» STATED EXERCISE
Copy each of the entries below word for word, leaving out the pictures.

» INPUT RECORDS
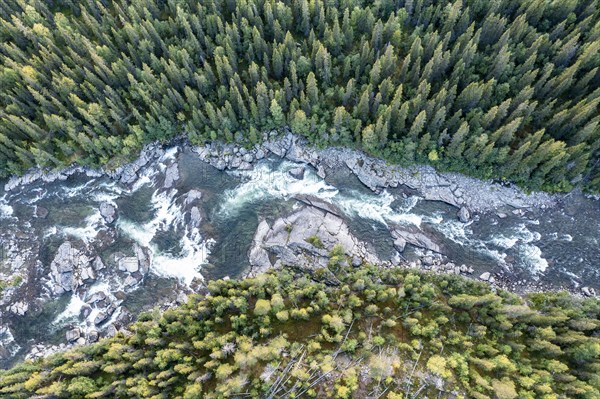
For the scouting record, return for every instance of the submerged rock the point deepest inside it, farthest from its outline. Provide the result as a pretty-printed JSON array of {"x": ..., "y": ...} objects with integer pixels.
[
  {"x": 41, "y": 212},
  {"x": 297, "y": 173},
  {"x": 464, "y": 215},
  {"x": 108, "y": 212},
  {"x": 304, "y": 240},
  {"x": 415, "y": 237},
  {"x": 73, "y": 335},
  {"x": 171, "y": 175}
]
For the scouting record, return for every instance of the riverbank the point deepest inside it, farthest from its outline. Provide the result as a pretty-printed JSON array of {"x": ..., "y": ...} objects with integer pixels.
[{"x": 93, "y": 248}]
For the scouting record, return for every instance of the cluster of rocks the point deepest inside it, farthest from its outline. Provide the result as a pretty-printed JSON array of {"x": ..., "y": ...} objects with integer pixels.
[
  {"x": 47, "y": 176},
  {"x": 304, "y": 239},
  {"x": 71, "y": 268},
  {"x": 437, "y": 263},
  {"x": 230, "y": 156}
]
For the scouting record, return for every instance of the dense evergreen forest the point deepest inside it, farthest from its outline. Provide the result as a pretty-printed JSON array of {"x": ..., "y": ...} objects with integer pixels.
[
  {"x": 507, "y": 89},
  {"x": 355, "y": 332}
]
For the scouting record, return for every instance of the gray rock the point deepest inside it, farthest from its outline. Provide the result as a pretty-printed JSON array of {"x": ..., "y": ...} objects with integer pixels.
[
  {"x": 87, "y": 274},
  {"x": 464, "y": 215},
  {"x": 129, "y": 264},
  {"x": 319, "y": 203},
  {"x": 97, "y": 264},
  {"x": 191, "y": 196},
  {"x": 142, "y": 255},
  {"x": 129, "y": 175},
  {"x": 85, "y": 311},
  {"x": 400, "y": 244},
  {"x": 73, "y": 334},
  {"x": 427, "y": 260},
  {"x": 19, "y": 308},
  {"x": 235, "y": 162},
  {"x": 171, "y": 175},
  {"x": 96, "y": 297},
  {"x": 92, "y": 336},
  {"x": 588, "y": 291},
  {"x": 297, "y": 173},
  {"x": 111, "y": 331},
  {"x": 181, "y": 298},
  {"x": 130, "y": 281},
  {"x": 195, "y": 217},
  {"x": 108, "y": 212},
  {"x": 101, "y": 318},
  {"x": 41, "y": 212},
  {"x": 413, "y": 236}
]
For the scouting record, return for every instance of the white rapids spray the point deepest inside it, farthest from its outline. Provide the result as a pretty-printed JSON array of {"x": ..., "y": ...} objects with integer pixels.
[{"x": 263, "y": 182}]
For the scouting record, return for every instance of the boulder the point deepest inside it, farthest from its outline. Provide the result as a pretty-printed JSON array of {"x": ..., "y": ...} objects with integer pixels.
[
  {"x": 195, "y": 217},
  {"x": 317, "y": 202},
  {"x": 73, "y": 334},
  {"x": 414, "y": 236},
  {"x": 111, "y": 331},
  {"x": 92, "y": 336},
  {"x": 464, "y": 215},
  {"x": 65, "y": 258},
  {"x": 171, "y": 175},
  {"x": 192, "y": 196},
  {"x": 130, "y": 281},
  {"x": 19, "y": 308},
  {"x": 587, "y": 291},
  {"x": 41, "y": 212},
  {"x": 400, "y": 244},
  {"x": 85, "y": 311},
  {"x": 96, "y": 297},
  {"x": 101, "y": 318},
  {"x": 97, "y": 264},
  {"x": 108, "y": 212},
  {"x": 297, "y": 173},
  {"x": 87, "y": 274},
  {"x": 129, "y": 264}
]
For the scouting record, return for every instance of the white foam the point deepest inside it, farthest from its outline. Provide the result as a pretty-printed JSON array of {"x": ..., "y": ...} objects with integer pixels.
[
  {"x": 87, "y": 233},
  {"x": 6, "y": 211},
  {"x": 194, "y": 251},
  {"x": 71, "y": 311},
  {"x": 505, "y": 242},
  {"x": 377, "y": 208},
  {"x": 263, "y": 182},
  {"x": 566, "y": 237},
  {"x": 532, "y": 257},
  {"x": 7, "y": 340}
]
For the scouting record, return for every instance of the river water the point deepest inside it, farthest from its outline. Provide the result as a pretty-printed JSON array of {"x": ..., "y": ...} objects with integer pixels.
[{"x": 553, "y": 248}]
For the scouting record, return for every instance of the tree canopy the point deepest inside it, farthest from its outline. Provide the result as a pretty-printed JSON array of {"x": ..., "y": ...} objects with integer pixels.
[{"x": 507, "y": 89}]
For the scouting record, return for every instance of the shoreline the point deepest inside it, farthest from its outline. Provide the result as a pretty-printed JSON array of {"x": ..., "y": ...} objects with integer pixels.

» TASK OUTPUT
For the scouting record, return for every instance of the submerged rock the point deepest inside it, farthest from its outline. Provide the result as a pretty-printed JSON array of {"x": ..., "y": ...} objects with integer pixels.
[
  {"x": 41, "y": 212},
  {"x": 297, "y": 173},
  {"x": 464, "y": 215},
  {"x": 108, "y": 212},
  {"x": 304, "y": 240},
  {"x": 415, "y": 237},
  {"x": 73, "y": 335},
  {"x": 171, "y": 175}
]
For the scouting record, return for every instance of the riverbank the point deepest inside it, farthest from its outline. Provide the result as a pretty-printed JSON array of {"x": ..., "y": ...} objects with integer pixels.
[{"x": 93, "y": 248}]
For the scouting record, return for every instance of the cluster of rocks the point deepest inside it, farthest from its outline. Provide the result as a pretty-printed JSON array of {"x": ..., "y": ...} objects with integer pixels.
[
  {"x": 47, "y": 176},
  {"x": 304, "y": 239},
  {"x": 71, "y": 268},
  {"x": 437, "y": 263},
  {"x": 230, "y": 156}
]
For the scouting record, return for every instance of the dense evergreen forest the point deepest inside it, farthest from its outline. Provide the result as a pretty-printed JSON array of {"x": ..., "y": ...} objects with integer pixels.
[
  {"x": 507, "y": 89},
  {"x": 355, "y": 332}
]
For the scouting record, return for every instance of the gray rock the point deepest inside it, farthest from its outline. Provide the result as a pretty-printed JSON array of {"x": ..., "y": ...} objects with integer pixels.
[
  {"x": 87, "y": 274},
  {"x": 464, "y": 215},
  {"x": 129, "y": 264},
  {"x": 319, "y": 203},
  {"x": 97, "y": 264},
  {"x": 191, "y": 196},
  {"x": 142, "y": 255},
  {"x": 129, "y": 175},
  {"x": 85, "y": 311},
  {"x": 400, "y": 244},
  {"x": 73, "y": 334},
  {"x": 427, "y": 260},
  {"x": 19, "y": 308},
  {"x": 235, "y": 162},
  {"x": 171, "y": 175},
  {"x": 96, "y": 297},
  {"x": 92, "y": 336},
  {"x": 588, "y": 291},
  {"x": 297, "y": 173},
  {"x": 111, "y": 331},
  {"x": 181, "y": 298},
  {"x": 130, "y": 281},
  {"x": 195, "y": 217},
  {"x": 108, "y": 212},
  {"x": 101, "y": 318},
  {"x": 41, "y": 212},
  {"x": 413, "y": 236}
]
For the scouting record, return for every instance of the white rapids spray the point deepest inside it, farthest from its outline. Provide the result as a pretty-printed JSON array of {"x": ..., "y": ...} objects with integer pixels.
[{"x": 263, "y": 182}]
For the scouting record, return for every instance of the boulder the point deepest inside it, farthest from its outline. Provide the result as a pretty-printed JSON array of {"x": ..., "y": ...} objects with integer pixels.
[
  {"x": 195, "y": 217},
  {"x": 317, "y": 202},
  {"x": 73, "y": 334},
  {"x": 414, "y": 236},
  {"x": 111, "y": 331},
  {"x": 92, "y": 336},
  {"x": 464, "y": 215},
  {"x": 65, "y": 258},
  {"x": 171, "y": 175},
  {"x": 192, "y": 196},
  {"x": 130, "y": 281},
  {"x": 19, "y": 308},
  {"x": 587, "y": 291},
  {"x": 41, "y": 212},
  {"x": 400, "y": 244},
  {"x": 85, "y": 311},
  {"x": 96, "y": 297},
  {"x": 101, "y": 318},
  {"x": 97, "y": 264},
  {"x": 108, "y": 212},
  {"x": 297, "y": 173},
  {"x": 87, "y": 274},
  {"x": 129, "y": 264}
]
For the scouting record, return for every instance of the white foam the point deepest inside it, farthest from its outline. Provide the result as a pretty-printed JSON array of {"x": ..., "y": ...} objects with integer pixels.
[
  {"x": 87, "y": 233},
  {"x": 6, "y": 211},
  {"x": 194, "y": 251},
  {"x": 71, "y": 311},
  {"x": 505, "y": 242},
  {"x": 377, "y": 208},
  {"x": 263, "y": 182},
  {"x": 566, "y": 237},
  {"x": 532, "y": 257},
  {"x": 7, "y": 340}
]
For the scouting record, return for every instance of the river water the point deepest inside it, farthest from its outline. Provide the result as a pretty-printed JSON array of {"x": ..., "y": ...} objects with integer pixels.
[{"x": 553, "y": 248}]
For the scouting record, return for every instance of the tree canopy the point deepest inside it, farthest from its outline. Provide the result as a pretty-printed JSON array of {"x": ..., "y": ...} objects with integer pixels.
[{"x": 507, "y": 89}]
For the scouting record, return for every instance of the shoreline the point deepest inside it, farthest from its outline. Provide the result as a pretty-printed JSON array of {"x": ..., "y": ...} objects with integer pixels.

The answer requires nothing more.